§ **WRITTEN INSTRUCTION**
Reproduce the entries in full, with no changes.

§ **DATASET ROWS**
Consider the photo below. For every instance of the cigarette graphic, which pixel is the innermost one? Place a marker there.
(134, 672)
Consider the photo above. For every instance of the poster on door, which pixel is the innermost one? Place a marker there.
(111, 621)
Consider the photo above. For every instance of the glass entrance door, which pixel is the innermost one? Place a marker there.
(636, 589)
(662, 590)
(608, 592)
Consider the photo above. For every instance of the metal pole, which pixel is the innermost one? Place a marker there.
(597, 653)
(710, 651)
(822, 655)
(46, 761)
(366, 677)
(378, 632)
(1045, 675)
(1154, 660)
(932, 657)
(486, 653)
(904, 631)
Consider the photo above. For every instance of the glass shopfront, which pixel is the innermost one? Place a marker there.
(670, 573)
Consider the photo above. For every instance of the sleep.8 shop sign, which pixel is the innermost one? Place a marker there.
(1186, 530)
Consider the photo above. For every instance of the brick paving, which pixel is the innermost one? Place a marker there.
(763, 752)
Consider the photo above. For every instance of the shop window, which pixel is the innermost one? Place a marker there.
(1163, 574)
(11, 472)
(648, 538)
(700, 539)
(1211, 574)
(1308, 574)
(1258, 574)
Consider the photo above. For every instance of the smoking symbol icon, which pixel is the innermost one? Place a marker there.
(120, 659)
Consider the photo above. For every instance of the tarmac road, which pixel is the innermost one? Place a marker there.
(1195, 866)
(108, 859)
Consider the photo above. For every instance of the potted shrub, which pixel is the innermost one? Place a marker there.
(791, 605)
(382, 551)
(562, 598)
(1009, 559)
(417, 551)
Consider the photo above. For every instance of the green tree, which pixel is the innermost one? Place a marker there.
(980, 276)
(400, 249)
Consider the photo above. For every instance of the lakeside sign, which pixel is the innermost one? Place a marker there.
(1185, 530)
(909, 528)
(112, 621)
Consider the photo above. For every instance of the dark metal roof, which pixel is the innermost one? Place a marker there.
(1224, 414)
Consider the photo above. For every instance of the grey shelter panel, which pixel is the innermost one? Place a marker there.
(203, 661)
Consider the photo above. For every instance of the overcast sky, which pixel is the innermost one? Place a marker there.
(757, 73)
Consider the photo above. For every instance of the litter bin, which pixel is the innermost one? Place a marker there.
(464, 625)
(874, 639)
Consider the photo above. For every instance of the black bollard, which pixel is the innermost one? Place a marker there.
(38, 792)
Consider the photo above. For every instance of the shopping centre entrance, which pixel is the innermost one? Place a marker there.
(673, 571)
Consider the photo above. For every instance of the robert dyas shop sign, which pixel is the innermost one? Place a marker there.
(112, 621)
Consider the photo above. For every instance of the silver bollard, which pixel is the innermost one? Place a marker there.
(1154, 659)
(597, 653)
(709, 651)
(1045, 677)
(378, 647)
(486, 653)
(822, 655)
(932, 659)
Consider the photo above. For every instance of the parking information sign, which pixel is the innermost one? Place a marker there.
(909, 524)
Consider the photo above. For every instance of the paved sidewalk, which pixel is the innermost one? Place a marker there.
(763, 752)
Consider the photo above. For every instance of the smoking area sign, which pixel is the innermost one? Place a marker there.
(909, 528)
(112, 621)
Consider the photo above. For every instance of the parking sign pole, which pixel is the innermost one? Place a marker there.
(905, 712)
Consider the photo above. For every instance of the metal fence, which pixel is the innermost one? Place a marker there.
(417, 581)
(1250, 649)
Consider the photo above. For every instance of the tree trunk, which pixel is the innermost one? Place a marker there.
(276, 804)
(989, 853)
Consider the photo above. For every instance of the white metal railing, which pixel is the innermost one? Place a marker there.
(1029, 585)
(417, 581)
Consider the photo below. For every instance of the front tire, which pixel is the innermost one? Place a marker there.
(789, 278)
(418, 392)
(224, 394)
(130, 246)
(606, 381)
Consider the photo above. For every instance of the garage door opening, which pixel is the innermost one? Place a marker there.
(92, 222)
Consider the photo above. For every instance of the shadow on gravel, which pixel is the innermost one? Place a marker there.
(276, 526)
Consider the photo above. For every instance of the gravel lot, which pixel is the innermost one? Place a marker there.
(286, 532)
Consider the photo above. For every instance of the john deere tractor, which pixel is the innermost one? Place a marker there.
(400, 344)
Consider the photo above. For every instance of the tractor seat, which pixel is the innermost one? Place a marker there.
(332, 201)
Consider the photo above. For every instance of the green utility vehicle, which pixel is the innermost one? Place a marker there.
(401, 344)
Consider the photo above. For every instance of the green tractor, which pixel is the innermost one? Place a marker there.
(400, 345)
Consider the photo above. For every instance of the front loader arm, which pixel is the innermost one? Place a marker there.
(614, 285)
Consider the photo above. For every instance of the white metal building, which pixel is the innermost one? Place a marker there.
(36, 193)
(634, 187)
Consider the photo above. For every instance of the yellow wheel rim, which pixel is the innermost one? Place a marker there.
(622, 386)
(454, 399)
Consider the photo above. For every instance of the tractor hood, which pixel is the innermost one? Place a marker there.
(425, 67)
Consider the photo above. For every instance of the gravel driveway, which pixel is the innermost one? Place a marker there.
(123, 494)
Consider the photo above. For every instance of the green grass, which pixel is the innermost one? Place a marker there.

§ **THE RESPONSE**
Consider the photo below. For every instance of the cigarette graphic, which pixel is the innermost one? Place a marker there.
(134, 672)
Consider the photo above. For every instance of the poster on door, which pixel is the innermost one? Place a marker there.
(111, 621)
Consider the photo above. For every instance of the glass entrance door, which pixel is the innermost one? Place a marker there.
(636, 589)
(662, 590)
(608, 592)
Consider the photo above. For every instance of the metal pole, which pixel is the innermost one? Place a marker there.
(597, 653)
(710, 651)
(822, 655)
(46, 761)
(366, 677)
(378, 632)
(1045, 675)
(1154, 660)
(932, 657)
(486, 653)
(904, 631)
Consider the photo above. For every instance of the glass shopfront, which pixel is the innermost one? Place a marker there.
(670, 573)
Consider the photo above. For every instance of the sleep.8 shop sign, which pixel is the innermost one? Place a marker there.
(1186, 530)
Consider the photo above. For every instance of the brick paving, which pixel is the innermost one? Place a marker there.
(763, 752)
Consider the photo above. For every instance of the shop window, which pixel is the innermost one? Place a marker there.
(1163, 574)
(11, 472)
(648, 538)
(700, 539)
(1211, 574)
(1308, 574)
(1258, 574)
Consider the photo above. For every instance of the smoking symbol icon, which pixel is the innermost one? Place a marker there.
(120, 659)
Consider the photo above. For every instance of the tarmac road, which pixel is the innermost one? Place a marker there.
(1195, 866)
(108, 859)
Consider the photo above. For every instance of the potted shrub, which pixel is the innermost one? Place a marker there.
(791, 605)
(382, 551)
(562, 598)
(1009, 559)
(417, 551)
Consider the photo above. For every instance of the green tree, which pixel is the innermost one? Place a marker there.
(980, 276)
(400, 249)
Consider the photo above. For every instance of the lakeside sign, which pixel is the innermost one? Place a marker there.
(1185, 530)
(909, 528)
(112, 621)
Consider the photo above. For every instance of the dark metal roof, which pixel is the innermost one? Place a marker there.
(1224, 414)
Consider the photo above. For every instance of the grey shelter panel, which pixel is the innermost one? Place a marker there.
(203, 661)
Consider the photo above. For every instance of the overcast sky, which pixel is the innermost one? Place a marker there.
(757, 73)
Consider the photo above. For every instance of the litter bin, which pixel is the innermost one? Place a marker there.
(464, 625)
(874, 639)
Consider the photo above. For every instance of the black bollard, which pixel is the innermost one? Place a marker there.
(38, 792)
Consider the photo above. For every instance of the shopping centre entrance, which pixel is the innermost one? Place a marker there.
(673, 571)
Consider the photo above. For every instance of the robert dyas shop sign, which pixel is the innermost one? Place a marker there.
(112, 621)
Consider the photo above. For every instance of the silver bollard, which pixel is the innermost one? Place a marker there.
(1154, 659)
(597, 653)
(709, 651)
(1045, 677)
(378, 647)
(486, 653)
(822, 655)
(932, 659)
Consider the photo above. For every instance of the parking information sign, which pixel is the innermost one? Place a marker there.
(909, 524)
Consider the photo above. For every instance of the paved sidewalk, which pixel is the innermost one? Place a marker there.
(763, 752)
Consider the photo above. For every instance of the smoking area sign, which pixel is the innermost one? Place a marker there.
(909, 528)
(112, 621)
Consider the photo above. For every instance of the parking sign pole, which pixel is the innermost one? Place a marker there.
(905, 712)
Consider the photo above. For every instance of the metal fence, which pixel is the innermost one? Place a marker there.
(417, 581)
(1250, 649)
Consider the photo above. For every instance of the tree trunk, which pixel is the innermost one? Place a marker there.
(276, 804)
(989, 853)
Consider the photo above. For every instance of the white metal railing, which pixel is the innermost one? Place a marker there.
(1029, 585)
(417, 581)
Consider the photo below. For every instance of the front tire, which pixel is the innermost one? Place a marker there.
(789, 278)
(418, 392)
(224, 394)
(130, 246)
(606, 381)
Consider the photo above. For every instance of the garage door opening, which pixel is the innermost one? Place a marker there.
(92, 222)
Consider the photo above. For every instance of the shadow on gravel, which pixel is the innermost one? Place a marker there.
(276, 526)
Consider the photo above. For every instance of the gravel lot, which pixel is the innermost one? Place a marker there.
(286, 532)
Consider the photo above. For every instance of the john deere tractor, which pixel is the innermost one? Place a marker there.
(400, 344)
Consider the photo above. For every instance of the tractor seat, which pixel is the innermost one? Place a marker there.
(332, 201)
Consider the photo above. For every instance of the green utility vehicle, which pixel is the innermost one? Place a marker there.
(401, 344)
Consider the photo above. For every instance of the green tractor, which pixel is the innermost one? Place a marker there.
(400, 345)
Consider the photo above. For every instance of the front loader arm, which pixel is the innermost one? Place a marker there.
(614, 285)
Consider the photo above. For every instance of the white metal building, which pixel is the innermost one? Place a marker there.
(36, 193)
(634, 187)
Consider the photo above. For every instance of the yellow wheel rim, which pixel is the innermost one? Place a marker there.
(622, 386)
(454, 399)
Consider the photo above. For every instance of the tractor hood, which pixel is the innermost one? Place a marker there.
(425, 67)
Consider the photo above. For every instance of the gravel driveway, which pixel is the innermost one? Place a marker there.
(123, 494)
Consider the photo above. For every instance of the green grass, which pixel is the innermost one? Place a marker there.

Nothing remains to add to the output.